:: 読解用抜粋

2018/10/03

初めてお話する方に、地味によく聞かれる質問。
タンザニアでパソコンの先生ってさ、
いったい何教えてるの??
今回の記事では
こちらの質問について、タンザニアのICT教育の現状も少し織り交ぜて答えていきたいと思います。
ずばり、基礎の基礎から教えます!!!
っと言われてもピンとこないかもしれません。笑
基礎の基礎っていうと…
マウス操作?タイピング??となるかと思いますが…
もちろんそれも教えますが。。
それ以前に
電源入れてスタートする
シャットダウンする
最初の授業はここからスタートです。
どこで教えているのか
このように書くと、小学校で子供向けに教えてるのか?と思われがちですが、
勤務先は専門学校です。
(ただし、パソコン専門の学科ではありません)
セカンダリースクール(日本でいう中学校)卒業後の生徒がいます。
中には結婚、子供を産んだあと学校に戻ってきたよ、なんて人も。

::::
:: 提供エントリ

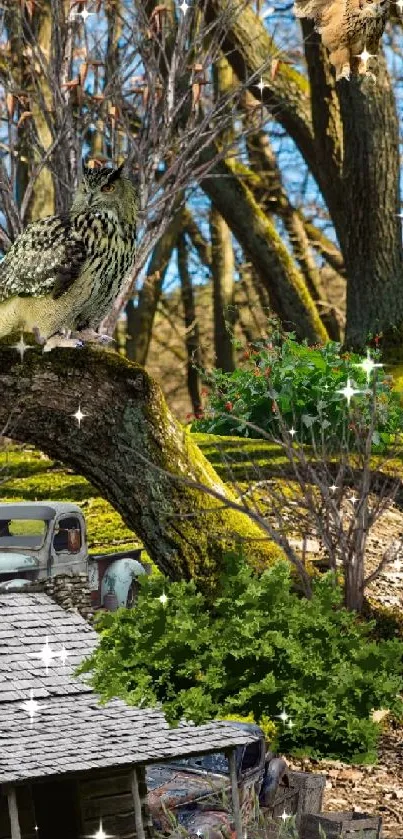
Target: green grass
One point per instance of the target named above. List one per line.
(31, 476)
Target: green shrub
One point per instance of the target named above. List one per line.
(304, 381)
(257, 649)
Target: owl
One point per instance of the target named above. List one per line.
(350, 29)
(63, 273)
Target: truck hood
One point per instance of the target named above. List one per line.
(171, 787)
(11, 562)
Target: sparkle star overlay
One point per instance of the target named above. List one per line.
(368, 365)
(84, 15)
(31, 706)
(47, 655)
(100, 833)
(348, 391)
(79, 416)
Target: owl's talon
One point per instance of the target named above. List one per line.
(93, 337)
(61, 341)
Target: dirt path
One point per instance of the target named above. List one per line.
(372, 789)
(377, 790)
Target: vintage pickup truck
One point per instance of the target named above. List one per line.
(196, 790)
(44, 538)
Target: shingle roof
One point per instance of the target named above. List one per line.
(71, 732)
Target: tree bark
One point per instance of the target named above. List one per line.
(259, 239)
(142, 317)
(126, 436)
(222, 269)
(371, 237)
(192, 338)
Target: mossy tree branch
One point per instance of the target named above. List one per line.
(185, 531)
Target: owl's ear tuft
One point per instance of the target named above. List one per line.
(116, 173)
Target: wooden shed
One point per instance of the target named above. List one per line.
(77, 765)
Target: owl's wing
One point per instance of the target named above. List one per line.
(45, 259)
(311, 8)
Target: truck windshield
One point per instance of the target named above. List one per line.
(22, 533)
(216, 763)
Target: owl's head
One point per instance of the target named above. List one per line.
(106, 189)
(373, 8)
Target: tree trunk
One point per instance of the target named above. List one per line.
(127, 436)
(372, 238)
(222, 252)
(262, 244)
(192, 338)
(222, 267)
(348, 135)
(142, 318)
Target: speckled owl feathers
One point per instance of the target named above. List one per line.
(46, 258)
(63, 273)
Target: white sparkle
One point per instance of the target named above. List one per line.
(100, 834)
(21, 347)
(30, 706)
(368, 365)
(46, 654)
(84, 14)
(63, 655)
(79, 416)
(268, 10)
(364, 56)
(349, 391)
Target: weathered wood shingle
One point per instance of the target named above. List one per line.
(71, 731)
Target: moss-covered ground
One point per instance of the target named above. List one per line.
(28, 475)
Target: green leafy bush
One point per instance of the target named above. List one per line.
(304, 381)
(257, 649)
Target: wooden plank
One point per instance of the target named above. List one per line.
(235, 794)
(13, 813)
(138, 814)
(108, 805)
(109, 783)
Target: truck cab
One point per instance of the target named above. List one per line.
(42, 539)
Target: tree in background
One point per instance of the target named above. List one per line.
(136, 80)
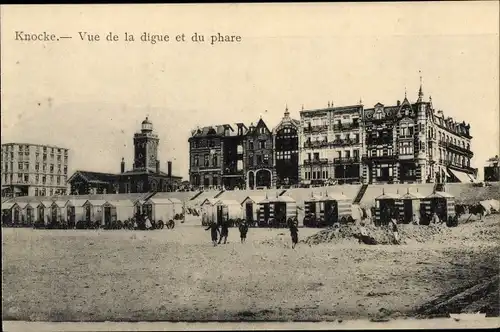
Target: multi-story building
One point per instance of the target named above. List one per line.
(145, 175)
(492, 170)
(258, 156)
(34, 170)
(216, 157)
(286, 151)
(414, 143)
(233, 172)
(330, 145)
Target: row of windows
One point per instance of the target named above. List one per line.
(26, 167)
(49, 191)
(282, 155)
(338, 137)
(26, 148)
(316, 175)
(23, 177)
(339, 154)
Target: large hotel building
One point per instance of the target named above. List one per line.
(33, 170)
(408, 142)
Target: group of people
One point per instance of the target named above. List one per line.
(220, 231)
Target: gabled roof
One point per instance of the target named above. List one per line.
(255, 199)
(414, 195)
(123, 202)
(440, 194)
(94, 177)
(175, 200)
(96, 202)
(7, 205)
(388, 196)
(211, 201)
(59, 203)
(158, 201)
(227, 202)
(260, 124)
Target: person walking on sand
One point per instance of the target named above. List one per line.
(394, 228)
(243, 231)
(294, 233)
(416, 219)
(224, 231)
(214, 231)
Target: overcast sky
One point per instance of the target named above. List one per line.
(91, 98)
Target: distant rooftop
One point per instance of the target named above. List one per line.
(35, 144)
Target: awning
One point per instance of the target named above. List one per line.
(461, 176)
(472, 178)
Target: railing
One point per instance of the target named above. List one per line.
(344, 142)
(460, 167)
(315, 129)
(233, 172)
(378, 158)
(346, 160)
(345, 126)
(319, 161)
(316, 144)
(457, 148)
(379, 141)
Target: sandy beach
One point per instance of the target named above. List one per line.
(177, 275)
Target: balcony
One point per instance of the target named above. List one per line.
(457, 148)
(369, 159)
(346, 126)
(315, 129)
(320, 161)
(316, 144)
(344, 142)
(379, 141)
(459, 167)
(233, 172)
(345, 160)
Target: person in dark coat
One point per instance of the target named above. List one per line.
(224, 231)
(243, 231)
(294, 232)
(214, 231)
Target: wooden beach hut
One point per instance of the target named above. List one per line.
(441, 203)
(250, 206)
(411, 206)
(387, 206)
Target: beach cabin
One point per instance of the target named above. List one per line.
(117, 210)
(311, 210)
(441, 203)
(43, 212)
(250, 207)
(279, 209)
(93, 212)
(208, 211)
(387, 206)
(27, 213)
(337, 208)
(75, 210)
(159, 209)
(177, 205)
(138, 207)
(227, 210)
(7, 213)
(411, 205)
(58, 211)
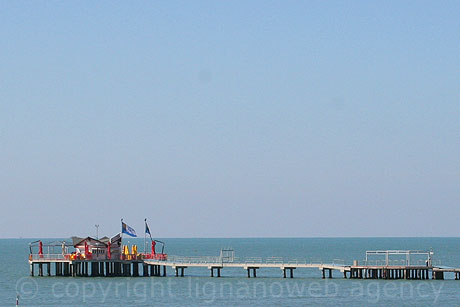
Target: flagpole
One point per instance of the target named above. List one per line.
(121, 238)
(145, 236)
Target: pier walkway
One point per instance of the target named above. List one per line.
(61, 265)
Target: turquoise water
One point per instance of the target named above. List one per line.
(234, 288)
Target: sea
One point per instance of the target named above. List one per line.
(234, 288)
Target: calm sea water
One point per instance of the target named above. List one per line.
(234, 288)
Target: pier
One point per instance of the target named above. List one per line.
(157, 265)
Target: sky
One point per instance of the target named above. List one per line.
(230, 118)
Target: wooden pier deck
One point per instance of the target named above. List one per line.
(61, 265)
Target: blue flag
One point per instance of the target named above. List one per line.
(128, 230)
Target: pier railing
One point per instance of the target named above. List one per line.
(400, 262)
(48, 257)
(250, 260)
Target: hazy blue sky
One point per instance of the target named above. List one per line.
(224, 119)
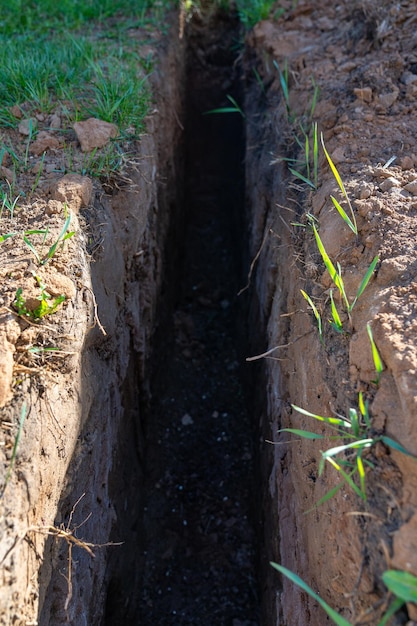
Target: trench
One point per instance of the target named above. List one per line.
(196, 530)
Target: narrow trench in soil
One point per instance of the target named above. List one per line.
(199, 548)
(198, 528)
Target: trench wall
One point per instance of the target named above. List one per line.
(342, 547)
(91, 431)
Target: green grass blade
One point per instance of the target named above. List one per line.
(302, 177)
(395, 606)
(365, 281)
(340, 183)
(359, 444)
(402, 584)
(338, 619)
(305, 434)
(315, 155)
(361, 472)
(4, 237)
(32, 249)
(336, 421)
(354, 419)
(348, 478)
(62, 236)
(334, 273)
(345, 217)
(379, 366)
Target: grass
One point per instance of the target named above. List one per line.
(336, 275)
(350, 221)
(47, 304)
(347, 459)
(21, 16)
(402, 584)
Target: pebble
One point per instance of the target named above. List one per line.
(412, 187)
(187, 420)
(389, 183)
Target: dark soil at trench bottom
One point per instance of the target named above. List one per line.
(199, 537)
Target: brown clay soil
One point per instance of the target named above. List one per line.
(137, 429)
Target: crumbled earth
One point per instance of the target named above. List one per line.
(171, 476)
(362, 59)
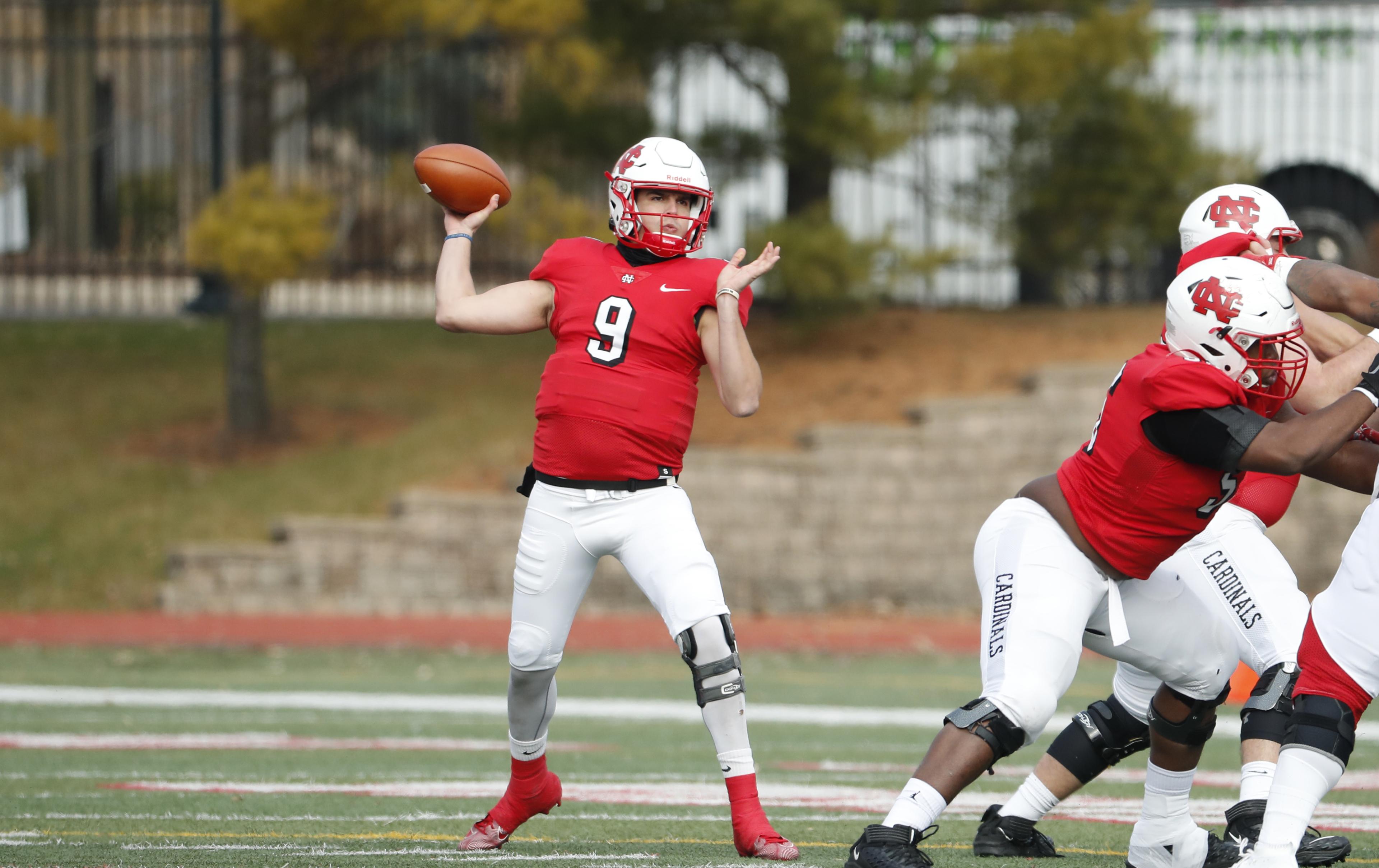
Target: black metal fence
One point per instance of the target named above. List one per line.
(149, 107)
(141, 109)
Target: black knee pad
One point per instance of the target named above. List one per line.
(1323, 724)
(1196, 728)
(983, 718)
(1267, 711)
(690, 649)
(1100, 738)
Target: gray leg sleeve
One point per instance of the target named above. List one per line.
(531, 703)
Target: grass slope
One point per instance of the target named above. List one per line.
(54, 809)
(108, 429)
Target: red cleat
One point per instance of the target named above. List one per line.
(531, 790)
(752, 833)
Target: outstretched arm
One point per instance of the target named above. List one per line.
(1326, 335)
(1328, 381)
(1353, 466)
(1336, 289)
(734, 368)
(1294, 443)
(511, 309)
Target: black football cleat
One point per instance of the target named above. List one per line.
(1221, 853)
(1011, 837)
(886, 846)
(1243, 823)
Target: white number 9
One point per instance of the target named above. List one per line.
(614, 323)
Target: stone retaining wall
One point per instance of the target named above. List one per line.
(864, 517)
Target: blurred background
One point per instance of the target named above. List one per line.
(221, 391)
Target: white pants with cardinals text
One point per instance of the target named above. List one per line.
(1043, 601)
(566, 531)
(1348, 612)
(1243, 578)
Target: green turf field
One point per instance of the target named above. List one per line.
(60, 809)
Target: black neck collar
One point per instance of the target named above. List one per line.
(638, 257)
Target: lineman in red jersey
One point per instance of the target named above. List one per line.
(1232, 567)
(1181, 421)
(633, 324)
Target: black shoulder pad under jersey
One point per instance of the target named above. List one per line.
(1214, 437)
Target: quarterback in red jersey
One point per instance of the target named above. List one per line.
(1069, 563)
(633, 322)
(1232, 567)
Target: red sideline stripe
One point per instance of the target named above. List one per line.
(851, 634)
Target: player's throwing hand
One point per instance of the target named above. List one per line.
(734, 277)
(468, 222)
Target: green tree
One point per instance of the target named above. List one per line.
(254, 235)
(1088, 158)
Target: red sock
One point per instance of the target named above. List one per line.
(531, 790)
(749, 822)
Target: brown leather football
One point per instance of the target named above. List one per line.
(461, 178)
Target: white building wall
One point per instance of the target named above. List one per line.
(1279, 85)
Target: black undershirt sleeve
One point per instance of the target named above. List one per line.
(1214, 437)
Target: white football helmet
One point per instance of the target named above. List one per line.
(658, 163)
(1238, 207)
(1239, 316)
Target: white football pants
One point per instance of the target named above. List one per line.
(1043, 601)
(1247, 583)
(1346, 612)
(563, 535)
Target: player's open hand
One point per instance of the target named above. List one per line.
(734, 277)
(468, 222)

::::

• [求められる内容] タンザニアでのパソコン授業を扱った本文から、「ずばり、基礎の基礎から教えます!!!」を含む語句で始まり「セカンダリースクール(日本でいう中学校)卒業後の生徒がいます。」で終わる箇所を、一字一句変えずに返してください。

• [タスク解答]
ずばり、基礎の基礎から教えます!!!
っと言われてもピンとこないかもしれません。笑
基礎の基礎っていうと…
マウス操作?タイピング??となるかと思いますが…
もちろんそれも教えますが。。
それ以前に
電源入れてスタートする
シャットダウンする
最初の授業はここからスタートです。
どこで教えているのか
このように書くと、小学校で子供向けに教えてるのか?と思われがちですが、
勤務先は専門学校です。
(ただし、パソコン専門の学科ではありません)
セカンダリースクール(日本でいう中学校)卒業後の生徒がいます。